═════ The data ═════
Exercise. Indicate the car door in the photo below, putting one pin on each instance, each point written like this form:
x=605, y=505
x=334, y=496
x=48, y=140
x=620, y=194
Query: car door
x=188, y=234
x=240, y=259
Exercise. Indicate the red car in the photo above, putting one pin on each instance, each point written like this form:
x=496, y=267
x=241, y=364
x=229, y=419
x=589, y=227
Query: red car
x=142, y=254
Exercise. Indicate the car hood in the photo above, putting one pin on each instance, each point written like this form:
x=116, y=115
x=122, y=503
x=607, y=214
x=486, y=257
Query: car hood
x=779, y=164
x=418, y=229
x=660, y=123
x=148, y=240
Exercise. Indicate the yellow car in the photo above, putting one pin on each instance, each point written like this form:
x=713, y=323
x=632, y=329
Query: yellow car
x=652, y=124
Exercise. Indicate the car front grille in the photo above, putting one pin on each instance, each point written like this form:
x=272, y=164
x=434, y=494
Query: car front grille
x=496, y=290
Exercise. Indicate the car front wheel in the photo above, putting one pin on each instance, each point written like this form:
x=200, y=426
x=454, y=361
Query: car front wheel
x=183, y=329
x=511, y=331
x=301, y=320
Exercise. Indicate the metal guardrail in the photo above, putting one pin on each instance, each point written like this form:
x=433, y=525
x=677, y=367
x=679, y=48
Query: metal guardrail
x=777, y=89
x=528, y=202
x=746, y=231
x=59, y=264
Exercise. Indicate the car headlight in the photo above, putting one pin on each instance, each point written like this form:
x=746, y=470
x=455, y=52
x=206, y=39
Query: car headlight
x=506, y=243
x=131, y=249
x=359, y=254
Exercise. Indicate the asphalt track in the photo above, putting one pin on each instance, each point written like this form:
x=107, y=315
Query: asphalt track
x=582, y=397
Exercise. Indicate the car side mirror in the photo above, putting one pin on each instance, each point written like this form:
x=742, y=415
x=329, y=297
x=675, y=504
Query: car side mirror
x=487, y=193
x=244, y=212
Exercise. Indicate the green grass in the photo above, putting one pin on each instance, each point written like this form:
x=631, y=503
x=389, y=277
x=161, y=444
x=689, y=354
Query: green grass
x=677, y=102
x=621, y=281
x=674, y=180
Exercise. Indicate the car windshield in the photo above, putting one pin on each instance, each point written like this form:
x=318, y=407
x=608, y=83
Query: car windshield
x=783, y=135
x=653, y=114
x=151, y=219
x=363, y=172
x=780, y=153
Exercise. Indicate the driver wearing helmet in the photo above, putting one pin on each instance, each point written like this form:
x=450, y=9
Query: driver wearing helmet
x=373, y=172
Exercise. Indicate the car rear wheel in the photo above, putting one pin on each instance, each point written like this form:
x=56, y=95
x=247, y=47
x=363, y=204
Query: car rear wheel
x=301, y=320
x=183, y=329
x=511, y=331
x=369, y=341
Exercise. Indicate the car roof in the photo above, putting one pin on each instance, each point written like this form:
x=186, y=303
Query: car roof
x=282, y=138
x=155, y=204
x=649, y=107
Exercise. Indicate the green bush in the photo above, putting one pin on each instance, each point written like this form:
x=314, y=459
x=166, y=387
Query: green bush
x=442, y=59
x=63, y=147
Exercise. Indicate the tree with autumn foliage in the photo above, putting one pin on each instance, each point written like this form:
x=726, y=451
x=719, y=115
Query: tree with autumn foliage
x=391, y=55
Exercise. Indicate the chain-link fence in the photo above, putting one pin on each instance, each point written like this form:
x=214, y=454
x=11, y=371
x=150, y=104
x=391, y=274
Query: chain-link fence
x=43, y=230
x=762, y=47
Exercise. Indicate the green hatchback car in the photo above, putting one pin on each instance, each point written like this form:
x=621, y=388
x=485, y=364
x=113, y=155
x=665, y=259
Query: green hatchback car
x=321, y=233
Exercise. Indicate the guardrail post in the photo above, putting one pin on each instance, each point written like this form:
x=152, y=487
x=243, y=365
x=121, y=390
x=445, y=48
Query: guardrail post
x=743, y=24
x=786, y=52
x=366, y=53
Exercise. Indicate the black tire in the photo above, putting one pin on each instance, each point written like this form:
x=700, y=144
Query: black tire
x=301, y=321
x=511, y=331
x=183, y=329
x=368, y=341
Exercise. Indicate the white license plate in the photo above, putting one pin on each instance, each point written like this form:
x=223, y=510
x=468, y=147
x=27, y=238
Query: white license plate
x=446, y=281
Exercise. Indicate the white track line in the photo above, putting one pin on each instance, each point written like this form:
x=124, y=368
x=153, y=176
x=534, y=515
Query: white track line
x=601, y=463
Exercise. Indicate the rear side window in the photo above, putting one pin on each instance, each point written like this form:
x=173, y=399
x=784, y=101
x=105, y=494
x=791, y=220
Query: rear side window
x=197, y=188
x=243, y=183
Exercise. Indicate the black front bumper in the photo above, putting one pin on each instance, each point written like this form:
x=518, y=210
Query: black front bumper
═════
Turn the lines above, from the line holding "Exercise. Indicate the red" through the line holding "x=142, y=254" (both included), into a Markdown table with the columns No. and Line. Leave out any blank lines.

Exercise answer =
| No. | Line |
|---|---|
| 1 | Exercise. Indicate the red car in the photo above, putting one pin on each instance, each point written like this form: |
| 2 | x=496, y=267 |
| 3 | x=241, y=364 |
| 4 | x=229, y=419 |
| 5 | x=589, y=227 |
| 6 | Query: red car |
| 7 | x=142, y=254 |